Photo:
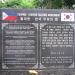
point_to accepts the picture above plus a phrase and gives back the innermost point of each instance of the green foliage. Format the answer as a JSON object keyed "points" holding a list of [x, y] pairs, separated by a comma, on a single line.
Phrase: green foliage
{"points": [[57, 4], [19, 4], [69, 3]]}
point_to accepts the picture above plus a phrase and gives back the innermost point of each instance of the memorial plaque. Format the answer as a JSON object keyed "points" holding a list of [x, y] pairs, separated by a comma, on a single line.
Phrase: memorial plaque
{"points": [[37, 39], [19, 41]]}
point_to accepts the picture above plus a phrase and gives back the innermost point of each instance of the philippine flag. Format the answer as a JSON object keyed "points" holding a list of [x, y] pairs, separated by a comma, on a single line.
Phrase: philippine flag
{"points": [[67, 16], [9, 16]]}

┄┄┄┄┄┄┄┄┄┄┄┄┄┄┄┄┄┄┄┄

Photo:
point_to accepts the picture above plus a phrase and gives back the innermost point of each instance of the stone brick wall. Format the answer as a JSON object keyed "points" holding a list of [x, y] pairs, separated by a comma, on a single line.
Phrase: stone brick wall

┄┄┄┄┄┄┄┄┄┄┄┄┄┄┄┄┄┄┄┄

Opdracht →
Welke regels hierboven bevatten het woord "points"? Geef elk van die regels volledig weer.

Uitvoer →
point_to accepts the picture above plus a phrase and gives back the innermost point of each instance of the green foliage. Format the answer as a JSON object keyed "points" holding a list of [x, y] pairs, separated by a comma, on a single line.
{"points": [[57, 4], [19, 4], [69, 3]]}
point_to accepts the picture above plus a phrase and gives back the innermost point of each instance of the memorial plaque. Format the answer as a JSON object keyed "points" holding a list of [x, y] pairs, separated by a comma, on a single line.
{"points": [[37, 39], [19, 41]]}
point_to accepts the picture above plus a phrase and gives back the innermost point of each instance of the philippine flag. Format the answer as a JSON object keyed "points" holding a list of [x, y] pairs, separated by a comma, on a single line.
{"points": [[67, 16], [9, 16]]}
point_to accepts the picture above plus a phrase and gives back the innermost point of each instance of the stone brick wall. Format the answer as a JSON object keyed "points" holding a list of [x, y] pairs, separated by a comma, on a single line.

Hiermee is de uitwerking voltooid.